# FreeBSD 10 Alpha (on Phoronix, via Slashdot)



## overmind (Sep 15, 2013)

"While FreeBSD 9.2 hasn't even been released yet, the first alpha development release of FreeBSD 10.0 is now available."

http://www.phoronix.com/scan.php?page=news_item&px=MTQ2MjA

http://bsd.slashdot.org/story/13/09/15/028231/feature-rich-freebsd-10-alpha-released

I know everybody is waiting for 10.x.


----------



## zspider (Sep 15, 2013)

I see all the haters are out in force on the bsd.slashdot.org article.:stud

I did like this comment though.



> This antipathy towards learning curves is a big part of today's society (the idiocracy). Not only do people abhor learning, their superiors refuse to give them the time necessary to do it... Thus we end up with desktop operating systems that work like tablets. Everyone now thinks all computers should work like smartphones, no matter what they need the machine for. Complex procedures do not work like they do in star trek. Deal with it.

Stated problem 1
According to the forum thread, which FreeBSD release had not yet come out when the first alpha of FreeBSD 10.0 became available?
The forum thread and the records that come after it have unrelated origins.

(Coordinate annotation records)
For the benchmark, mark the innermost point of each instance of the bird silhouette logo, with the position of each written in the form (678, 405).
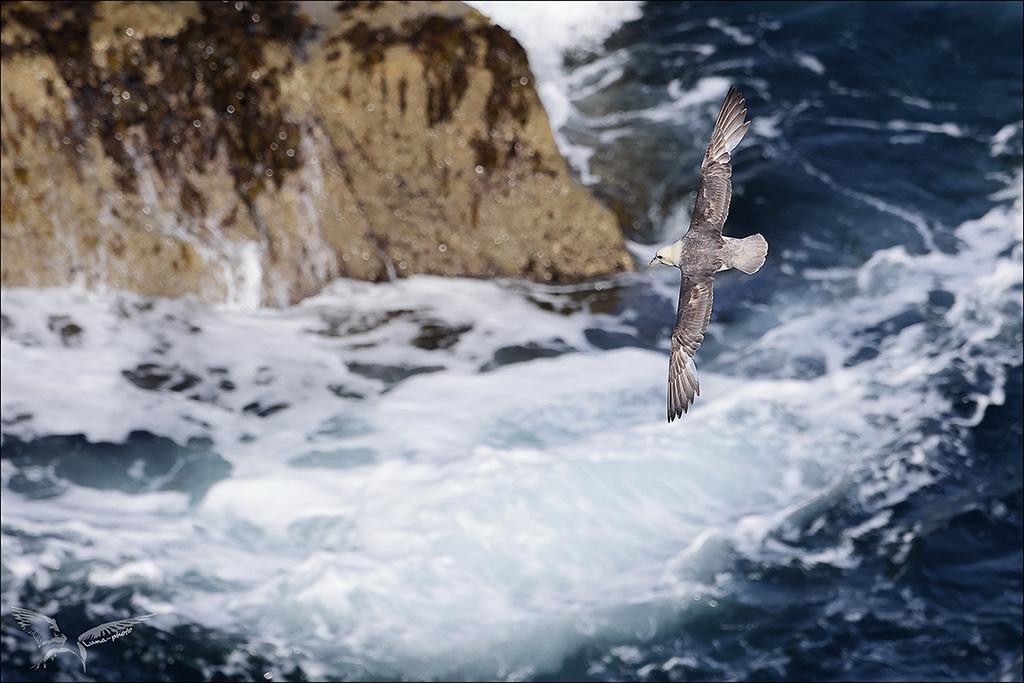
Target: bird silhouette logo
(48, 635)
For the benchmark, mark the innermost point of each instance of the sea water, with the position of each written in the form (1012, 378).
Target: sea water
(441, 478)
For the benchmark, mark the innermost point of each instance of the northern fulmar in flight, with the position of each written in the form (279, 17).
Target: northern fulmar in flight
(702, 251)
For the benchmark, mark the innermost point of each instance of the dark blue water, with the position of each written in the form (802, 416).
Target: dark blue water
(882, 133)
(940, 599)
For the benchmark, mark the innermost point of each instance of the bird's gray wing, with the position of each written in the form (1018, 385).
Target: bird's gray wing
(715, 185)
(691, 322)
(40, 627)
(97, 634)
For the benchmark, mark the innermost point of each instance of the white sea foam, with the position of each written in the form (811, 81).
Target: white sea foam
(494, 520)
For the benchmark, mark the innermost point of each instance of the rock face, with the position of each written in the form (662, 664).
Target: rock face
(253, 152)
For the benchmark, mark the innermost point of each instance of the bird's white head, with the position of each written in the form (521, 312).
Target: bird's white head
(669, 255)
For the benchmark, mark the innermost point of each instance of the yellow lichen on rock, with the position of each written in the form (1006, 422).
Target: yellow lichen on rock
(205, 148)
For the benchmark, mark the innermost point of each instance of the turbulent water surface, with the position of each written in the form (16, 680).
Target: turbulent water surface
(465, 479)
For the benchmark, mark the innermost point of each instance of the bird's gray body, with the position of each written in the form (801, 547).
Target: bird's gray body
(702, 251)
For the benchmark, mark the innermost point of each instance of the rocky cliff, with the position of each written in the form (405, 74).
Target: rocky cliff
(253, 152)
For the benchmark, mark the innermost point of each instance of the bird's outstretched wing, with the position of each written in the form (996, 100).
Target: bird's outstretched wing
(691, 322)
(40, 627)
(715, 186)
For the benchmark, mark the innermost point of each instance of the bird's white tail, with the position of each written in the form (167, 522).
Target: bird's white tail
(747, 254)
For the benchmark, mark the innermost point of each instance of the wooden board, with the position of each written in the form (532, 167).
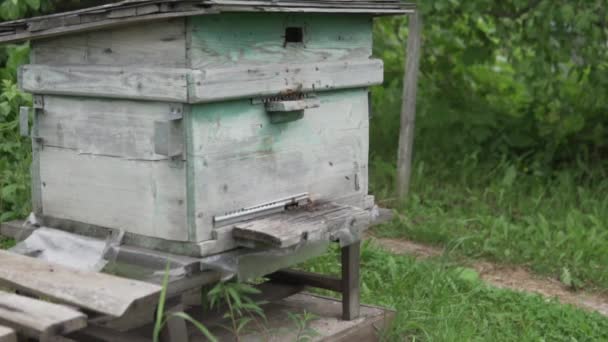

Stated problem 2
Can you put the lines of the records into a numbered list, starting at the line that contains "form (996, 100)." and ending with the last line of the records? Leave out blank lines and the pictures.

Expected output 1
FreeBSD 9.2

Expected output 2
1. For the benchmark, mark the innermost point of each instance of the bird's outstretched wing, with the position of each written in the form (996, 100).
2. Target: bird's outstretched wing
3. (691, 322)
4. (40, 627)
5. (715, 186)
6. For the benchmark, mark the innermost point of each instance of the bird's white tail, with the position of each written in the form (167, 522).
7. Target: bird's white tail
8. (747, 254)
9. For the benchmark, mark the innermost point of each instance of the wooden board, with the position of each written in the form (532, 167).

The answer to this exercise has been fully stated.